__The task__. In the listing below, locate the line containing "Please tag the bird's foot"; reproduce that line and all lines that follow it, unchanged.

━━━━━━━━━━━━━━━━

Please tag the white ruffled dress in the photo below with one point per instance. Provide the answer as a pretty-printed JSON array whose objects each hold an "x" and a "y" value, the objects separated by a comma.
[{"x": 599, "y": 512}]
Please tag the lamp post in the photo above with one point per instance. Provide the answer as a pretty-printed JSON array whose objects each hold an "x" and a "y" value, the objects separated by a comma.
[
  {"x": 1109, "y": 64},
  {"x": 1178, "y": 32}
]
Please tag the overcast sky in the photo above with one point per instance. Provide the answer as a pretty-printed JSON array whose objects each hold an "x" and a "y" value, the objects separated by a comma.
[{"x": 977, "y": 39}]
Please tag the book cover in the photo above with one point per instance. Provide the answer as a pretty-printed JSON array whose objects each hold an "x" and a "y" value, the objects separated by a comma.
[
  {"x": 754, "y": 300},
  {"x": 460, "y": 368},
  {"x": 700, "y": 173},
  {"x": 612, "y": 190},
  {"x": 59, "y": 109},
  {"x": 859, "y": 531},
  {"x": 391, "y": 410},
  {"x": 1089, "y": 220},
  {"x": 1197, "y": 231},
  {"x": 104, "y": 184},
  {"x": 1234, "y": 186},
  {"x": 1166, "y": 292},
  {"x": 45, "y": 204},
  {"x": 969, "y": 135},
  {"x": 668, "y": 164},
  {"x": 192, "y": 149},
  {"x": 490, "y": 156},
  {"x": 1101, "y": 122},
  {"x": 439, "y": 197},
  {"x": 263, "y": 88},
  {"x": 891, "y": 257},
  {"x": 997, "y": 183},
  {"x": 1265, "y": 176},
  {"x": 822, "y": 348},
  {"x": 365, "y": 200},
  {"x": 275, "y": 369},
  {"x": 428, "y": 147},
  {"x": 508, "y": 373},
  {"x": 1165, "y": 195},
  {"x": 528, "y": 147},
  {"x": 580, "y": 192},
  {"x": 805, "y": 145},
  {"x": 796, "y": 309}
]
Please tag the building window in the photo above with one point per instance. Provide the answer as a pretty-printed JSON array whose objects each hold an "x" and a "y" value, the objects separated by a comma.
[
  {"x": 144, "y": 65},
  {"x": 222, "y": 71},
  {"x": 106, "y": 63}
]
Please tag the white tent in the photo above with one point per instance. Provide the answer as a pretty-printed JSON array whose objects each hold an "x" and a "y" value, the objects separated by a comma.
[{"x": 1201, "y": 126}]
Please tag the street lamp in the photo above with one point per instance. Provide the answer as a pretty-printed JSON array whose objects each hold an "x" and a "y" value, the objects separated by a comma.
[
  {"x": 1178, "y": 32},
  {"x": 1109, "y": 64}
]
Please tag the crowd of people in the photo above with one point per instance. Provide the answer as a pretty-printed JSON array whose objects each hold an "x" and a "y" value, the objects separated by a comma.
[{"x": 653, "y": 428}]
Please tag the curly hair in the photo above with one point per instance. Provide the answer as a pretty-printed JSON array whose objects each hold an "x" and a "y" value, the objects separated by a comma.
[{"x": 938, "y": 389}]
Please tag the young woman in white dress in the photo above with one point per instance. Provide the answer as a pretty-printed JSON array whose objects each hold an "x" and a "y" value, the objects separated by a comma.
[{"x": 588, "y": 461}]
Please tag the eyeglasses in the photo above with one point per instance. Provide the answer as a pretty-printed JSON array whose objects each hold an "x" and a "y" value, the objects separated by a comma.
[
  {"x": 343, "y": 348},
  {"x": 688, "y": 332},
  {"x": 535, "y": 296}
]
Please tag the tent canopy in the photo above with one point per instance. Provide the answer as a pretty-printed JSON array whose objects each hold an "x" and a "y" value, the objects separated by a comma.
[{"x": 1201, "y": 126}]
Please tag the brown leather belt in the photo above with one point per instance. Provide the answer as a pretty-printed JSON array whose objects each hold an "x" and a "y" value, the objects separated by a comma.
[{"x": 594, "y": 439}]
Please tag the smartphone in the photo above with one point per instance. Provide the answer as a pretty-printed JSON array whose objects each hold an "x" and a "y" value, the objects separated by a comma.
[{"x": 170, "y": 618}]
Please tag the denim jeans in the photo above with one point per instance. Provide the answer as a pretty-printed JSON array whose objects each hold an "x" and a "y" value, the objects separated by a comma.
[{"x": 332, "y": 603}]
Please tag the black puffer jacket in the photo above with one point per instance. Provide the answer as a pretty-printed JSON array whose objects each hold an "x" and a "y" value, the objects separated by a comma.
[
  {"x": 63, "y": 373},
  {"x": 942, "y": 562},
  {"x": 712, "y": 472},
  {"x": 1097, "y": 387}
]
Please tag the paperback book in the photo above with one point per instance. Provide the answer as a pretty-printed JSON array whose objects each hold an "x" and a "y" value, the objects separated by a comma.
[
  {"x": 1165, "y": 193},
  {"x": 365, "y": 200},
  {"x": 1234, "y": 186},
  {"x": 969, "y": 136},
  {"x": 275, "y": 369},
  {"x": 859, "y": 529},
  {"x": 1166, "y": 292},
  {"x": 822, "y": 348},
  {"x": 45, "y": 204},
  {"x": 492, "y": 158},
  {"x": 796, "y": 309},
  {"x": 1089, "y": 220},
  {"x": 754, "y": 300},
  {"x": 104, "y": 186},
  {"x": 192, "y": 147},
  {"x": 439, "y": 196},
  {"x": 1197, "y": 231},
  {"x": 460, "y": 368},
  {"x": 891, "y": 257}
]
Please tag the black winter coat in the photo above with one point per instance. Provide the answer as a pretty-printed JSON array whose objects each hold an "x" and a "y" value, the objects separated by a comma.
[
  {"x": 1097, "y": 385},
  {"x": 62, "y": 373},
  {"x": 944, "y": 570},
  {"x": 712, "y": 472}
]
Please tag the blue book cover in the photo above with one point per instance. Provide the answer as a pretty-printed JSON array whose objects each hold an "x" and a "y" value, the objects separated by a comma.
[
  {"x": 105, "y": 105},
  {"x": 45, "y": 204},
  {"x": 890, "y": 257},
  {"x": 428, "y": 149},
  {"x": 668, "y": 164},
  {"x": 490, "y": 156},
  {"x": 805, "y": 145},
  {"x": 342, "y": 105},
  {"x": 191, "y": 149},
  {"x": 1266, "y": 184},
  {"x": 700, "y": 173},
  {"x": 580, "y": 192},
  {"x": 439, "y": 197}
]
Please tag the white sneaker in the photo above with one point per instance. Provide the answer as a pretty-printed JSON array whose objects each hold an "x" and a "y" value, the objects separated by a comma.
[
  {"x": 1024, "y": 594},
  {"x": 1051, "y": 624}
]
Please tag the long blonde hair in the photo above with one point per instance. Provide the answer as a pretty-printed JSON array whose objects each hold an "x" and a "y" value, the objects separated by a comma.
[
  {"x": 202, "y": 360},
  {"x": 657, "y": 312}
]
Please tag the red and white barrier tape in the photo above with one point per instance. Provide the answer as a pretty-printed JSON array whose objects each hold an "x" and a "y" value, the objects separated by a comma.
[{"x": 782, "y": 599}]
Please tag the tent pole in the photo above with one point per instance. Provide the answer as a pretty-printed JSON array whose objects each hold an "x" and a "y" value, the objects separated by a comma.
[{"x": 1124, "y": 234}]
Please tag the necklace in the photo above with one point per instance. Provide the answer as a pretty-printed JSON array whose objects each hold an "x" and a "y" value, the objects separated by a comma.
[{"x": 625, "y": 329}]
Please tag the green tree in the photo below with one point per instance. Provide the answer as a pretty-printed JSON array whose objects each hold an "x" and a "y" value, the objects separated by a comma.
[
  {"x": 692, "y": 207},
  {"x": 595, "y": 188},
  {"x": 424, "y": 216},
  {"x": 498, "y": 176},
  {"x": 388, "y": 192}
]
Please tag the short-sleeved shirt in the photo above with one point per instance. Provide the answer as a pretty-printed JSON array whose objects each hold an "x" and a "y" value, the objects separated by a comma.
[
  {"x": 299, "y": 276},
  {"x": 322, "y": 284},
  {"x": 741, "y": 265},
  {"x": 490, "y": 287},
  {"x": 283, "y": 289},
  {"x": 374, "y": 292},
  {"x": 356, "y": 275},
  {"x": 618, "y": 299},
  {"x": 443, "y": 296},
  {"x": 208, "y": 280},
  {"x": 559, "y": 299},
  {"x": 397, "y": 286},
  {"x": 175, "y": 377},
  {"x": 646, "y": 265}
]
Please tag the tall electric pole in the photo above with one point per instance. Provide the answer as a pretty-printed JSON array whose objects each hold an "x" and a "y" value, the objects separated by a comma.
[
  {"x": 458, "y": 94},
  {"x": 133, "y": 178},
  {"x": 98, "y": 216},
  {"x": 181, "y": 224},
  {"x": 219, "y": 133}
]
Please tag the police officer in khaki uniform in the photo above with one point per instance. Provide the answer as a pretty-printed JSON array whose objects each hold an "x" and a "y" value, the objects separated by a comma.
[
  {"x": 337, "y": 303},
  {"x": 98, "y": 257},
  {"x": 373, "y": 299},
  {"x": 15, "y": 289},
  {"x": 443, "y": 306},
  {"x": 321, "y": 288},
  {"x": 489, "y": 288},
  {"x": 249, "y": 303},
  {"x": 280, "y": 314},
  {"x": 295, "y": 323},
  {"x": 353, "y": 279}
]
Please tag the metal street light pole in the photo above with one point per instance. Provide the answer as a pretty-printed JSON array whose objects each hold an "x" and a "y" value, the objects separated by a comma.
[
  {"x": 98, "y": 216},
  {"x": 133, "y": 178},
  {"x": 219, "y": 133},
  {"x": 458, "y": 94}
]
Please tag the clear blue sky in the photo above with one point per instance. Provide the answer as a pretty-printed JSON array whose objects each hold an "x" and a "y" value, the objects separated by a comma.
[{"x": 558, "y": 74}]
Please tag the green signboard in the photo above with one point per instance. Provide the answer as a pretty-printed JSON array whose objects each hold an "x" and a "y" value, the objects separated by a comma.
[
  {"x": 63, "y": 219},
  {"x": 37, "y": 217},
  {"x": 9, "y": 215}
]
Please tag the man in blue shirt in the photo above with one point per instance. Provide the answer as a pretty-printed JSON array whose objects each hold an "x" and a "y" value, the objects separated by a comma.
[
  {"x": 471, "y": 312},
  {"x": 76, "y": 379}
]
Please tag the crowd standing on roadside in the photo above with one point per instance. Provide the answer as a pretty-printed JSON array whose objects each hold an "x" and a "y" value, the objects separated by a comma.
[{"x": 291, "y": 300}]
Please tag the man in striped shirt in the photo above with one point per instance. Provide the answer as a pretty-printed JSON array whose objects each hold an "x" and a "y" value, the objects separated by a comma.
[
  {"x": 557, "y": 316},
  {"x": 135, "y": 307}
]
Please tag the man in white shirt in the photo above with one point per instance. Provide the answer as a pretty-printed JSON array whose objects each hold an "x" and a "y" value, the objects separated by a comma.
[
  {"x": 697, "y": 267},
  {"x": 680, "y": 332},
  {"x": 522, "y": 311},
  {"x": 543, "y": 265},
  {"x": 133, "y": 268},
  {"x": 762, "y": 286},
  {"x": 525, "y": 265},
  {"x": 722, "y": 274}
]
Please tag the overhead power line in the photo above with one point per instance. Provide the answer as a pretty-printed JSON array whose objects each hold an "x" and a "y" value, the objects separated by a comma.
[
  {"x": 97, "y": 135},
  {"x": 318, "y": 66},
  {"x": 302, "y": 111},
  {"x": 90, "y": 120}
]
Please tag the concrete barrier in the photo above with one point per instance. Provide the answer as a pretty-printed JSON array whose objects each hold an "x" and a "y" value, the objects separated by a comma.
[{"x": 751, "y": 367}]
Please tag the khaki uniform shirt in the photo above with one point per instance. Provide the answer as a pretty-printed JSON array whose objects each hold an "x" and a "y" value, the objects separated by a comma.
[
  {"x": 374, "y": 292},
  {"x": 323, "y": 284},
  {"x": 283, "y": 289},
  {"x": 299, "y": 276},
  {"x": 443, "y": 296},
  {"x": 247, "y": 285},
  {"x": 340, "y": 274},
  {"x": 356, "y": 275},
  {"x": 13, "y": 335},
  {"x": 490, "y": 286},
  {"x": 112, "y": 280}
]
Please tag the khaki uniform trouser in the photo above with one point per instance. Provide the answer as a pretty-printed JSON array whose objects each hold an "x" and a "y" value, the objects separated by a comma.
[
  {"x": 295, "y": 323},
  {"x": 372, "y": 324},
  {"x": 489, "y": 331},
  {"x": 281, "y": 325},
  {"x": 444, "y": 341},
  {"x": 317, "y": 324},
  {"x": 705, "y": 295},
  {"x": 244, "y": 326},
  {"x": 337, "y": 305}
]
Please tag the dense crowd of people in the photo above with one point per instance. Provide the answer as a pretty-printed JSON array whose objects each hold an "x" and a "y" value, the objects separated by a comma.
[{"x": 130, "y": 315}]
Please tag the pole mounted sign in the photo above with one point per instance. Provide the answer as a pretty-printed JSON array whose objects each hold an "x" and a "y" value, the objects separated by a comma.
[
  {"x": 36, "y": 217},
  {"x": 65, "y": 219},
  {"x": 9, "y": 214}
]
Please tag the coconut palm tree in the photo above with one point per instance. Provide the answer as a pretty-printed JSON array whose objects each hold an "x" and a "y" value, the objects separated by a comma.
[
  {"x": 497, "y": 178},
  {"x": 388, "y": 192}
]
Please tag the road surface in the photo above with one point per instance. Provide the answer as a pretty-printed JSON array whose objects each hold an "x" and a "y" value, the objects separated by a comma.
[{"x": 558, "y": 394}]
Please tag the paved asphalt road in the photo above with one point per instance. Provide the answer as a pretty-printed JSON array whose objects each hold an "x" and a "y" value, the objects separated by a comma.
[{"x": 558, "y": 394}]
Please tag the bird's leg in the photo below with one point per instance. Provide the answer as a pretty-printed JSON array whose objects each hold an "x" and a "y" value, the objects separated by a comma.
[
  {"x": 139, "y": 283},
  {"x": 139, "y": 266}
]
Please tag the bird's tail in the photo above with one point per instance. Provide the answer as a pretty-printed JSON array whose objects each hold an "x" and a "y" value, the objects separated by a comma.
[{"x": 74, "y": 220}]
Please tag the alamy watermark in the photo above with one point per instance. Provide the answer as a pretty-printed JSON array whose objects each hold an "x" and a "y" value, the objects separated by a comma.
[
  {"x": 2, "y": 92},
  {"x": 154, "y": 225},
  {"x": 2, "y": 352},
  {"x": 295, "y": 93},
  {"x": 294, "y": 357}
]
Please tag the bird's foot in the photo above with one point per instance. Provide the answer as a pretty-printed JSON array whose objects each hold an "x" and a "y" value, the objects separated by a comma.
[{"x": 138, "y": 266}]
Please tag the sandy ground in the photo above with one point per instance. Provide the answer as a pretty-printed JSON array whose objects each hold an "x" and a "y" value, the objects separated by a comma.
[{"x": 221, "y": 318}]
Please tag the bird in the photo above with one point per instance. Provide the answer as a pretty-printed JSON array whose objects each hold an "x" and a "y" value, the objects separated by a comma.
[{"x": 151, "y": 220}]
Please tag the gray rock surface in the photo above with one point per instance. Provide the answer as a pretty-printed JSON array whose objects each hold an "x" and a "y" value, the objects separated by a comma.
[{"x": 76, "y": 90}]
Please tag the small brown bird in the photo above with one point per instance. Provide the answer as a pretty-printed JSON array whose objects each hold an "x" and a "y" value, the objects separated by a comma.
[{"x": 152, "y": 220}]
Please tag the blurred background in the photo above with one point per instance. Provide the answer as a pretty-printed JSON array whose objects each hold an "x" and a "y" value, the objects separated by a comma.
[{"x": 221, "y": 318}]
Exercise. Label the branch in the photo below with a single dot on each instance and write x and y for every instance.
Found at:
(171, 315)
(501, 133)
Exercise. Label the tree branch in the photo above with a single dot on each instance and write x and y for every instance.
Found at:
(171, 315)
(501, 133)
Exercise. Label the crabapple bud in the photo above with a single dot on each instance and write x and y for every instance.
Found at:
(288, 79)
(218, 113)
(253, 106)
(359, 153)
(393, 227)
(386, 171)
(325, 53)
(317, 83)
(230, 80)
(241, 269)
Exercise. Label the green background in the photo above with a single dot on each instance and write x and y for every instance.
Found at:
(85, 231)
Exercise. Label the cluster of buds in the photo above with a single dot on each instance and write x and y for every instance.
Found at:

━━━━━━━━━━━━━━━━

__In response__.
Please tag the bird's foot in the photo above with one point per instance. Provide the answer as a pretty-printed JSON array whose objects each hold an "x" and a "y" value, the objects separated by a comma.
[{"x": 138, "y": 266}]
Please tag the sandy ground in the photo above with one point per instance. Provide the answer as a pretty-printed JSON array whose objects each hold an "x" and a "y" value, the objects separated by a comma.
[{"x": 221, "y": 318}]
Please tag the bird in the photo above with one point per instance. Provide the answer as a pretty-printed JSON array whose objects each hold an "x" and a "y" value, the objects separated by a comma.
[{"x": 151, "y": 220}]
Please tag the gray rock surface in the photo above with one point per instance. Provide the answer as a pretty-printed JSON array whose objects each hold an "x" and a "y" value, the objects separated by a comma.
[{"x": 76, "y": 90}]
Please tag the small brown bird in the photo above with one point per instance. Provide the answer as a pretty-printed JSON array whose objects each hold an "x" and a "y" value, the objects separated by a comma.
[{"x": 152, "y": 220}]
Please tag the blurred background in the photo above with one point per instance. Provide the answer as a pretty-printed JSON array whose objects each hold an "x" and a "y" value, the objects separated by a comma.
[{"x": 221, "y": 318}]
Exercise. Label the branch in the photo below with a single dot on each instance and write x and y for every instance.
Found at:
(171, 315)
(501, 133)
Exercise. Label the tree branch in the photo above with a single dot on each instance and write x and y for every instance.
Found at:
(171, 315)
(501, 133)
Exercise. Label the crabapple bud in the photo above with a single dot on each instance and write x and y for every instance.
Found at:
(288, 79)
(218, 113)
(253, 106)
(359, 153)
(393, 227)
(386, 171)
(325, 53)
(317, 83)
(230, 80)
(241, 269)
Exercise. Label the green background in the photo above with a single dot on each instance and write x and y for every instance.
Found at:
(85, 231)
Exercise. Label the cluster of buds in the photo above with a single dot on each instance and write x and y for every instance.
Found at:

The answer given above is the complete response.